**AIM:**
Give back every line of the items below without changing anything.

**ENTRIES:**
begin
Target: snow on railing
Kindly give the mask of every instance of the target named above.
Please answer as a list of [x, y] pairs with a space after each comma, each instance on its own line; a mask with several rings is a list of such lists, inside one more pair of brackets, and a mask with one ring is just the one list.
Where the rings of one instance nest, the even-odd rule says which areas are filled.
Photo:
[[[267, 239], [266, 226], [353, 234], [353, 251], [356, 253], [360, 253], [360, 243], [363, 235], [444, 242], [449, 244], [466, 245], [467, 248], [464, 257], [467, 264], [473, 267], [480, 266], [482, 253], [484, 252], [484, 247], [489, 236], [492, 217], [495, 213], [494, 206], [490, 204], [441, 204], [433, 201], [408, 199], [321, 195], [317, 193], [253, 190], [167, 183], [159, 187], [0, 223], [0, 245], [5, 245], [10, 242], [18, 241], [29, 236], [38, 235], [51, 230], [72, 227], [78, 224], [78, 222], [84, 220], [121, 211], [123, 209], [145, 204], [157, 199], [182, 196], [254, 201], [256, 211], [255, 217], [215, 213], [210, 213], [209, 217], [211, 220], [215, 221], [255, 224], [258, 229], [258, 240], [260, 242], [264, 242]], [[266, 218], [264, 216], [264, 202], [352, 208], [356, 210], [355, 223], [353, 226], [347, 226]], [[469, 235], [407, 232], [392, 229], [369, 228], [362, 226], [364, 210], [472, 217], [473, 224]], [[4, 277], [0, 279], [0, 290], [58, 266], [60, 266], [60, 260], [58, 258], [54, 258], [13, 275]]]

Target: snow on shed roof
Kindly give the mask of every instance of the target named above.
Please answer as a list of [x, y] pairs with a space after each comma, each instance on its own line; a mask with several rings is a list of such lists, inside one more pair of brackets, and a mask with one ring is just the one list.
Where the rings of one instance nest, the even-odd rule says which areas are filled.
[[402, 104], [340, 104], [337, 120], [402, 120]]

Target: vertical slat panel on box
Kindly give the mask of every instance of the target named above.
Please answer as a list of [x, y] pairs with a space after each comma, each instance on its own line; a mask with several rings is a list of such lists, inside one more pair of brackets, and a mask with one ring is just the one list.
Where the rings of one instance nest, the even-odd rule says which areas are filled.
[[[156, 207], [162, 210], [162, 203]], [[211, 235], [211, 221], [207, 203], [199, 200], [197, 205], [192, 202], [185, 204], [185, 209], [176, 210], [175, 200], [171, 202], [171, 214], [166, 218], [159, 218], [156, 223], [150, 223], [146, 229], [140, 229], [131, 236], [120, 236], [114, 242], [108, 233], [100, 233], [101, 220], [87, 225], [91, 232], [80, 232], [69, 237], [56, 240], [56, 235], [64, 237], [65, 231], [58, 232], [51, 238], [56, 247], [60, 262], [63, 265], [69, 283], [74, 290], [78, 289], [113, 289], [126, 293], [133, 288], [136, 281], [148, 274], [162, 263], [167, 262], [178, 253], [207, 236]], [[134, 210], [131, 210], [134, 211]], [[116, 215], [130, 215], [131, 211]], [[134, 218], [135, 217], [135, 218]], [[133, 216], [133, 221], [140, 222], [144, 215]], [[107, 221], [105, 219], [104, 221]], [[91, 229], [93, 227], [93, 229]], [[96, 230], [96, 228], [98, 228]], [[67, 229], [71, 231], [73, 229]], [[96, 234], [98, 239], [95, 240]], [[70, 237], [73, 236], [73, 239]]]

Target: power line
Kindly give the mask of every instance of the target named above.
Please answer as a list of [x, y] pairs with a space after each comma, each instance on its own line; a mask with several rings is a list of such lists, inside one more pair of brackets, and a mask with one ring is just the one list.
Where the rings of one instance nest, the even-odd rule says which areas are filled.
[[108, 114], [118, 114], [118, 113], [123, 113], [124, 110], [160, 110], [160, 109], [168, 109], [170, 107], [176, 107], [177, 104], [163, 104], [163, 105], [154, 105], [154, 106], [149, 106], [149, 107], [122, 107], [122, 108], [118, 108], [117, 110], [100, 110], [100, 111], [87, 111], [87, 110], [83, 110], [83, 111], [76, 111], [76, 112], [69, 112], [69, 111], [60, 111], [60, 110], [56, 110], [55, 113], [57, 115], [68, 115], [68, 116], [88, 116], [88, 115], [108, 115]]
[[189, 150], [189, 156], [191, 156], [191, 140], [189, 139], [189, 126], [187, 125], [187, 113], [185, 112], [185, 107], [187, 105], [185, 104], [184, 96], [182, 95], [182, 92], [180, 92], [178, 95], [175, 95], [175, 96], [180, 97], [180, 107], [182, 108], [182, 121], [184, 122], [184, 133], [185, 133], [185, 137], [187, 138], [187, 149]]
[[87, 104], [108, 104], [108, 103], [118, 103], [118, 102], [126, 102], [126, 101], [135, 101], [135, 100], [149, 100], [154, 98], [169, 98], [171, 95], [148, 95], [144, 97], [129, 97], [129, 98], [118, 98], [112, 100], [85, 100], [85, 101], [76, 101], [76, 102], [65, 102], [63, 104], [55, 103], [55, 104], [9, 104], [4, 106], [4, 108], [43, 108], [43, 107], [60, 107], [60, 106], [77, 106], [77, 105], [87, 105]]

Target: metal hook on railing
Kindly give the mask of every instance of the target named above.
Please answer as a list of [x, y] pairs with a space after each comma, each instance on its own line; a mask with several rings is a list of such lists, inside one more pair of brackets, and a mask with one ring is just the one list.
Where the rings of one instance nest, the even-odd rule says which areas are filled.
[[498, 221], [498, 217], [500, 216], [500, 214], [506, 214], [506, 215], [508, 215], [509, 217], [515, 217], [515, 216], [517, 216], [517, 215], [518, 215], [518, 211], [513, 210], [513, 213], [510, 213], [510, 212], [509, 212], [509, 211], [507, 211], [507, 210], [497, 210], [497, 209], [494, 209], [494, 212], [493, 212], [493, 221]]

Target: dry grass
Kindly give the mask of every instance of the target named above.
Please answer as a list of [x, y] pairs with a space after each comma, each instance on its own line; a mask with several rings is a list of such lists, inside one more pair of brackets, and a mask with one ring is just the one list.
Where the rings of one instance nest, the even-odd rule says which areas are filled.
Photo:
end
**FINAL ANSWER:**
Target: snow on railing
Kindly give the mask of every instance of the target named above.
Please answer as a list of [x, y] pairs with a space after each comma, each instance on its own line; a mask with several rings is a list of such lists, inside one more pair of brackets, and a mask with one ring is just the one list.
Where the rings of one instance nest, the even-odd rule says which areas are filled.
Photo:
[[[267, 239], [266, 226], [353, 234], [353, 251], [356, 253], [360, 253], [360, 243], [363, 235], [444, 242], [449, 244], [466, 245], [467, 248], [464, 257], [467, 264], [473, 267], [480, 266], [482, 253], [484, 252], [484, 247], [489, 236], [492, 217], [495, 213], [494, 206], [490, 204], [441, 204], [433, 201], [408, 199], [321, 195], [317, 193], [253, 190], [167, 183], [159, 187], [0, 223], [0, 245], [5, 245], [10, 242], [18, 241], [29, 236], [38, 235], [51, 230], [72, 227], [78, 224], [78, 222], [84, 220], [121, 211], [123, 209], [145, 204], [157, 199], [182, 196], [254, 201], [256, 211], [255, 217], [215, 213], [210, 213], [209, 217], [211, 220], [215, 221], [255, 224], [258, 229], [258, 240], [260, 242], [264, 242]], [[266, 218], [264, 216], [264, 202], [352, 208], [356, 210], [355, 223], [353, 226], [347, 226]], [[469, 235], [407, 232], [392, 229], [369, 228], [362, 226], [364, 210], [472, 217], [473, 224]], [[4, 277], [0, 279], [0, 290], [58, 266], [60, 266], [60, 260], [58, 258], [54, 258], [13, 275]]]

Target: snow on shed roof
Kindly give the mask of every instance of the target named above.
Please answer as a list of [x, y] pairs with a space after each comma, each instance on its own line; a mask with several rings is a list of such lists, inside one more pair of brackets, and a mask with one ring is just the one list.
Where the rings of one instance nest, the even-odd rule says which areas are filled.
[[402, 104], [340, 104], [337, 120], [402, 120]]

Target: vertical slat panel on box
Kindly give the mask of every instance of the target named above.
Please answer as a list of [x, y] pairs with a space after each comma, each instance on its own line; a mask with several rings is a list of such lists, inside one more pair of brackets, and a mask with one ring is just the one list.
Where the rings of one instance nest, the even-odd rule says which areas are filled.
[[[156, 207], [162, 210], [162, 203]], [[211, 235], [211, 221], [207, 203], [199, 200], [197, 205], [192, 202], [185, 204], [185, 209], [176, 210], [175, 200], [171, 202], [171, 214], [166, 218], [159, 218], [156, 223], [150, 223], [146, 229], [140, 229], [131, 236], [120, 236], [114, 242], [108, 233], [100, 233], [101, 220], [87, 225], [91, 232], [80, 232], [69, 237], [56, 240], [56, 235], [64, 237], [65, 231], [58, 232], [51, 238], [56, 247], [60, 262], [63, 265], [69, 283], [74, 290], [78, 289], [113, 289], [126, 293], [133, 288], [136, 281], [148, 274], [162, 263], [167, 262], [178, 253], [207, 236]], [[134, 210], [131, 210], [134, 211]], [[116, 215], [130, 215], [131, 211]], [[134, 218], [135, 217], [135, 218]], [[133, 216], [133, 221], [140, 222], [144, 215]], [[107, 221], [105, 219], [104, 221]], [[91, 229], [93, 227], [93, 229]], [[96, 230], [96, 228], [98, 228]], [[67, 229], [71, 231], [73, 229]], [[96, 234], [98, 239], [95, 240]], [[70, 237], [73, 236], [73, 239]]]

Target: power line
Kindly give the mask of every instance of the target named above.
Please answer as a list of [x, y] pairs with a space after each comma, each instance on its own line; a mask with several rings is a list of such lists, inside one more pair of brackets, and a mask with one ring is just the one list.
Where the rings of one instance nest, the even-odd rule says which areas are filled.
[[108, 114], [118, 114], [118, 113], [123, 113], [124, 110], [160, 110], [160, 109], [168, 109], [170, 107], [176, 107], [177, 104], [163, 104], [163, 105], [154, 105], [154, 106], [149, 106], [149, 107], [122, 107], [122, 108], [118, 108], [117, 110], [100, 110], [100, 111], [87, 111], [87, 110], [83, 110], [83, 111], [76, 111], [76, 112], [69, 112], [69, 111], [60, 111], [60, 110], [56, 110], [55, 113], [57, 115], [68, 115], [68, 116], [88, 116], [88, 115], [108, 115]]
[[189, 150], [189, 156], [191, 156], [191, 140], [189, 139], [189, 126], [187, 125], [187, 113], [185, 112], [185, 107], [187, 105], [185, 104], [184, 96], [182, 95], [182, 92], [180, 92], [178, 95], [175, 95], [175, 96], [180, 97], [180, 107], [182, 108], [182, 121], [184, 122], [184, 133], [185, 133], [185, 137], [187, 138], [187, 149]]
[[87, 104], [108, 104], [108, 103], [118, 103], [118, 102], [126, 102], [126, 101], [135, 101], [135, 100], [149, 100], [154, 98], [169, 98], [171, 95], [148, 95], [144, 97], [129, 97], [129, 98], [118, 98], [112, 100], [85, 100], [85, 101], [76, 101], [76, 102], [65, 102], [63, 104], [55, 103], [55, 104], [9, 104], [4, 106], [4, 108], [43, 108], [43, 107], [60, 107], [60, 106], [77, 106], [77, 105], [87, 105]]

Target: metal hook on railing
Kindly give the mask of every instance of the target named above.
Please answer as a list of [x, y] pairs with a space after each comma, each instance on its own line; a mask with several rings is a list of such lists, inside one more pair of brackets, and a mask with one ring is just the one list.
Where the rings of one instance nest, the even-odd rule says which areas are filled.
[[498, 221], [498, 217], [500, 216], [500, 214], [506, 214], [506, 215], [508, 215], [509, 217], [515, 217], [515, 216], [517, 216], [517, 215], [518, 215], [518, 211], [513, 210], [513, 213], [510, 213], [510, 212], [509, 212], [509, 211], [507, 211], [507, 210], [497, 210], [497, 209], [494, 209], [494, 212], [493, 212], [493, 221]]

Target: dry grass
Kindly give the mask of every instance of the target named above.
Please answer as a list of [x, y] pairs with a space after each comma, each instance on its own line; a mask with several rings is a list of such lists, inside one more pair of brackets, and a mask with one ring is just the one list.
Where the rings of one instance nest, the even-odd rule says which areas are filled.
Photo:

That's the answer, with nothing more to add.